▶ _Goal_:
Pick out every line in the rows below that contains the word "apron" and copy each one. Case counts, so match the capitalization.

▶ _Supplied data_:
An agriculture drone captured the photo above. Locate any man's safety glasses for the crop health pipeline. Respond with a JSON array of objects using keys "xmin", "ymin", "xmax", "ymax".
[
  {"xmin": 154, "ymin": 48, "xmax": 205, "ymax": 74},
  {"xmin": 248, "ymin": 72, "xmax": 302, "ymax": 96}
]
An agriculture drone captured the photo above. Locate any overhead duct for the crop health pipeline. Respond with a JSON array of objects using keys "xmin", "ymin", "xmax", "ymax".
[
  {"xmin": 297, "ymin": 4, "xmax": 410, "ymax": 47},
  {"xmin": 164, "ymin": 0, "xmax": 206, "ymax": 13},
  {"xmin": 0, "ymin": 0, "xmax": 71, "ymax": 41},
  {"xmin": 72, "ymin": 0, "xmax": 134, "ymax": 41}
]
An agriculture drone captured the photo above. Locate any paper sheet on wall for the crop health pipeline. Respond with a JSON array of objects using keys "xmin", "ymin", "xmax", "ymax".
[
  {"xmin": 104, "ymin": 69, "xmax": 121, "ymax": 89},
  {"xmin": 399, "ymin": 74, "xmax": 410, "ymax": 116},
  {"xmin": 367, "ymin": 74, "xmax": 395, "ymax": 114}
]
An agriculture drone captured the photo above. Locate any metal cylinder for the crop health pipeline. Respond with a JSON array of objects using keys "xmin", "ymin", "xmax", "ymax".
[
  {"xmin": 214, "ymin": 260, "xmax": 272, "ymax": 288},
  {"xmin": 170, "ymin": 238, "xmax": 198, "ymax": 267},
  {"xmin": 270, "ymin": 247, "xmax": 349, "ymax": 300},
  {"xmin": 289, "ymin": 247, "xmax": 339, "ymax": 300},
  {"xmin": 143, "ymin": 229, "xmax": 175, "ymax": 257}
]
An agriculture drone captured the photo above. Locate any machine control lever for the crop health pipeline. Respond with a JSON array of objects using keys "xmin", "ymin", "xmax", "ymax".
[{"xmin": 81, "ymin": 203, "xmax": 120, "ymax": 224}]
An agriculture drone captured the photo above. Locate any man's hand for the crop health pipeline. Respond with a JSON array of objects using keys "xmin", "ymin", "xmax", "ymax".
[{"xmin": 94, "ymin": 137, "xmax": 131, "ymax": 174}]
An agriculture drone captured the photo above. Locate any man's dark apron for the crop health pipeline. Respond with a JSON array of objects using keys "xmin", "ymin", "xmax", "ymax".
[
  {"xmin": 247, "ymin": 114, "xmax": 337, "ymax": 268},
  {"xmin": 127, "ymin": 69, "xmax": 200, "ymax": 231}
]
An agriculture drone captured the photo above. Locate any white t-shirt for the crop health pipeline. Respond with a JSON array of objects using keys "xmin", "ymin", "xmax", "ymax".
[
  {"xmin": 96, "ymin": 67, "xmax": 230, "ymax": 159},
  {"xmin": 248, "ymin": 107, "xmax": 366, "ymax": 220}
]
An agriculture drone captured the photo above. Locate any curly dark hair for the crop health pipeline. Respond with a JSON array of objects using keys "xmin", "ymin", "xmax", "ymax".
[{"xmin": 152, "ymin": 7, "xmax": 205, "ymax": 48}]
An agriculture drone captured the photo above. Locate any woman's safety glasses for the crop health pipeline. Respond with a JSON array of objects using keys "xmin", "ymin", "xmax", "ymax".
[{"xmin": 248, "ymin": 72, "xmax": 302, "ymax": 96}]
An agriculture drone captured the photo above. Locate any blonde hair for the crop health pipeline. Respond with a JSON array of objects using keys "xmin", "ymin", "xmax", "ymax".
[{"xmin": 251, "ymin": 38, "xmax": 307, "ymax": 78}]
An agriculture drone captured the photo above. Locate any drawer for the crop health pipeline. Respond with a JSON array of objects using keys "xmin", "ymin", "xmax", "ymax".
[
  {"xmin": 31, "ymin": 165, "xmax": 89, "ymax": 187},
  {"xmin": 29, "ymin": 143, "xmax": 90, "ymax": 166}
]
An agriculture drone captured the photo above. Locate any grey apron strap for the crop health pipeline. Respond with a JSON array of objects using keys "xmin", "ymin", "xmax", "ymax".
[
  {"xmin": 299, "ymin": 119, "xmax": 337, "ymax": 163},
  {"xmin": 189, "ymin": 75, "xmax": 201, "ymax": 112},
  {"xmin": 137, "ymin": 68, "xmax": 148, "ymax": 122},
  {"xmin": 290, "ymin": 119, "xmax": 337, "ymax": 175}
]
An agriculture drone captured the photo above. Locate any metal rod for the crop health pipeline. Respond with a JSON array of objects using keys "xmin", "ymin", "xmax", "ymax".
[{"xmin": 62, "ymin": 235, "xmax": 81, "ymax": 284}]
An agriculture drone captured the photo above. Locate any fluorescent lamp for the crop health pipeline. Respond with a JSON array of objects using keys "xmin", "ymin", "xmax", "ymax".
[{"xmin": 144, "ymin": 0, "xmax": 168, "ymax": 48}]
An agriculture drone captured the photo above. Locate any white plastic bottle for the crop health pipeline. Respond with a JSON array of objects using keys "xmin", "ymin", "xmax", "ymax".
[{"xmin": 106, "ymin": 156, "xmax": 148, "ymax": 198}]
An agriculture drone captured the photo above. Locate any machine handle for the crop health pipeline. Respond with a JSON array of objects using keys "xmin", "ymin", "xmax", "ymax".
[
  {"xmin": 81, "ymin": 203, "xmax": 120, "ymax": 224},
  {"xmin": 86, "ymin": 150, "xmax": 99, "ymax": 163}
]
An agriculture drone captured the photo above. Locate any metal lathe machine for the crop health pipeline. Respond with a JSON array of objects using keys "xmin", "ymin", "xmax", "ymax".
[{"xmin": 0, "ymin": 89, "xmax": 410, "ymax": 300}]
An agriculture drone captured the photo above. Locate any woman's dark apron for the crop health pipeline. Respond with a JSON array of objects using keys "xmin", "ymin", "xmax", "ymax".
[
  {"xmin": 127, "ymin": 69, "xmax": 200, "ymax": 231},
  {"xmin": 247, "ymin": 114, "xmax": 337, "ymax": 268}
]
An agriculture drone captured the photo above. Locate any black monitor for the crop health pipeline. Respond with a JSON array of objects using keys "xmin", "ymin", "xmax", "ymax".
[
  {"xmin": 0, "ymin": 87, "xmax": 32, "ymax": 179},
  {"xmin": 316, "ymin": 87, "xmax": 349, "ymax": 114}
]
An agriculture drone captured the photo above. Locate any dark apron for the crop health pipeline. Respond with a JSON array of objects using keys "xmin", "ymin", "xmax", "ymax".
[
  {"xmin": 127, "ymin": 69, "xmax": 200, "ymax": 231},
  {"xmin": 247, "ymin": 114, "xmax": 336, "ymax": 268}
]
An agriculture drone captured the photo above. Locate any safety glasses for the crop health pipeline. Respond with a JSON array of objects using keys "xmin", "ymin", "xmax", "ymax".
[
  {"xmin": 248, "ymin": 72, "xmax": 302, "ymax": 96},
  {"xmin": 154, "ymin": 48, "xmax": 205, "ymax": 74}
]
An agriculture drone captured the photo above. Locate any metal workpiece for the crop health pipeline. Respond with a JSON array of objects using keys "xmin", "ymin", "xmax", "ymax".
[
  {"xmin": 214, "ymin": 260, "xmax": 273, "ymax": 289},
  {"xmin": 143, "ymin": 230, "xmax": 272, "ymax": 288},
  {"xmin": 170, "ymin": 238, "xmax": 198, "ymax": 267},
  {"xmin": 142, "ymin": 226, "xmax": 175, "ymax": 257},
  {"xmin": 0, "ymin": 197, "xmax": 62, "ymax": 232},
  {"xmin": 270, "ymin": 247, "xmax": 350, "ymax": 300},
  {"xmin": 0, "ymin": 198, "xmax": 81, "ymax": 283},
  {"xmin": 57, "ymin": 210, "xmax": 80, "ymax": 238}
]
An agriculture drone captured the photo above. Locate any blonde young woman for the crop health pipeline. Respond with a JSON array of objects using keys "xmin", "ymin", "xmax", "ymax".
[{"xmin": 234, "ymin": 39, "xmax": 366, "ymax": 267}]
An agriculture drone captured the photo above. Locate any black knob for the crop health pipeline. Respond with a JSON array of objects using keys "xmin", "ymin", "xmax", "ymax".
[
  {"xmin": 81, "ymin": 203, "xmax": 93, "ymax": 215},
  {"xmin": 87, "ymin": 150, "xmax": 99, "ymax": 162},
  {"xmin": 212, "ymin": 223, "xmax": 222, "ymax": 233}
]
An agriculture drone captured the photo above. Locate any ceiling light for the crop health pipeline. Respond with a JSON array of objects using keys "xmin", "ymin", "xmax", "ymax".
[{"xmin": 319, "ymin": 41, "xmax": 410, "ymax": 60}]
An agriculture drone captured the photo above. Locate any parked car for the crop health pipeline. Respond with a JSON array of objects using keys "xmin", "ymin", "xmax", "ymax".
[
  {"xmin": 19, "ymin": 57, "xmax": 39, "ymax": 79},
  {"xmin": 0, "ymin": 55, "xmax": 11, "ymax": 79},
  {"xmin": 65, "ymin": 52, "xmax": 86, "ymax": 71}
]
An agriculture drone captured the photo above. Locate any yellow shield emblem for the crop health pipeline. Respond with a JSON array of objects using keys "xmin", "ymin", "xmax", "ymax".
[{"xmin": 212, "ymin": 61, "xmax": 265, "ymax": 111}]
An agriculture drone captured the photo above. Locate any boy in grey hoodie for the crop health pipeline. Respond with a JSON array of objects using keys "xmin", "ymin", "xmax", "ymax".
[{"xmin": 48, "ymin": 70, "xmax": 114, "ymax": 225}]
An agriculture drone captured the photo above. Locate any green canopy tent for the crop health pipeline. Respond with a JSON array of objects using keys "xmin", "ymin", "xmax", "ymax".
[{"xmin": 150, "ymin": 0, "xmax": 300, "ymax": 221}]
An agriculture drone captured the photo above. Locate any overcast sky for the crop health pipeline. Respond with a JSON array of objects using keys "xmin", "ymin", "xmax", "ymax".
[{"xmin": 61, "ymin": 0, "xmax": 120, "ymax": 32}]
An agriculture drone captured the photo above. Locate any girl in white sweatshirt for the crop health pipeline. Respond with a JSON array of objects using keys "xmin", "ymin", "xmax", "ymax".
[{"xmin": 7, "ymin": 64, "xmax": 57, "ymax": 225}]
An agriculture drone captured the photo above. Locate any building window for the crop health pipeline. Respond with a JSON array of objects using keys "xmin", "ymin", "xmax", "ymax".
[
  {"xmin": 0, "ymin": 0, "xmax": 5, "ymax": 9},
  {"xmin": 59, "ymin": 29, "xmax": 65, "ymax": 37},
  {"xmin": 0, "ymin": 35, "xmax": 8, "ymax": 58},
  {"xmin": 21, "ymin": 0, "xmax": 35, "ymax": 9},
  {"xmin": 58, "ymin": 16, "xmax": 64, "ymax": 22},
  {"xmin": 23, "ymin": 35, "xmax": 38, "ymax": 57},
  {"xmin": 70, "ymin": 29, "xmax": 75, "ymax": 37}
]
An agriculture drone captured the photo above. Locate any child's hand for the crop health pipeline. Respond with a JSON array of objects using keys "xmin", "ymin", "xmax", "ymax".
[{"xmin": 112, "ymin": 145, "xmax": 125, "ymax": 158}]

▶ _Worked solution_:
An agriculture drone captured the photo above. Locate any man's dark apron for the crop health pipeline. Respond with a JSON array of objects using keys "xmin", "ymin", "xmax", "ymax".
An agriculture drone captured the photo above. Locate any grey apron strap for the crop health pipeline. Respond with a JSON array of objects using keys "xmin", "ymin", "xmax", "ymax".
An agriculture drone captured the photo above. Locate any woman's dark apron for the crop health pipeline. Respond with a JSON array of objects using keys "xmin", "ymin", "xmax", "ymax".
An agriculture drone captured the photo above. Locate any dark apron for the crop health pipeline. Respond with a JSON array of objects using keys "xmin", "ymin", "xmax", "ymax".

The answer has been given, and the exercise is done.